*Instructions to follow*.
Rewrite the entries from the start through the line containing "[[[17,85],[37,71],[23,65],[13,55],[0,55],[0,89]]]", putting "boundary" wherever "outline" appears and leaving all other text as it is.
---- Data for processing
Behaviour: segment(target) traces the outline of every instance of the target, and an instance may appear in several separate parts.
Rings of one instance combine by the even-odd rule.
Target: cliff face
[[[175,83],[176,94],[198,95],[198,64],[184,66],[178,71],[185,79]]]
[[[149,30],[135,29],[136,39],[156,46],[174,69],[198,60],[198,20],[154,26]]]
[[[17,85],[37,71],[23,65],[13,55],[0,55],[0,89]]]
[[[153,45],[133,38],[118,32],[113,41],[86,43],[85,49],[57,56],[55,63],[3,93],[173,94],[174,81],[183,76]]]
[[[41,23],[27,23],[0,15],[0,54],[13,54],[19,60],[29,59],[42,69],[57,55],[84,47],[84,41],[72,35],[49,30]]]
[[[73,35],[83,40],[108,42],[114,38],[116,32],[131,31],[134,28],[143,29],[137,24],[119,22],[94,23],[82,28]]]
--------
*Result of the exercise*.
Behaviour: segment(target) traces the boundary of every instance of the target, and an instance may appear in several separate parts.
Rings of one instance combine by the even-odd rule.
Target: cliff face
[[[175,83],[176,94],[198,95],[198,64],[184,66],[178,71],[185,79]]]
[[[149,30],[135,29],[136,39],[156,46],[174,69],[198,60],[198,20],[154,26]]]
[[[17,85],[37,71],[23,65],[13,55],[0,55],[0,89]]]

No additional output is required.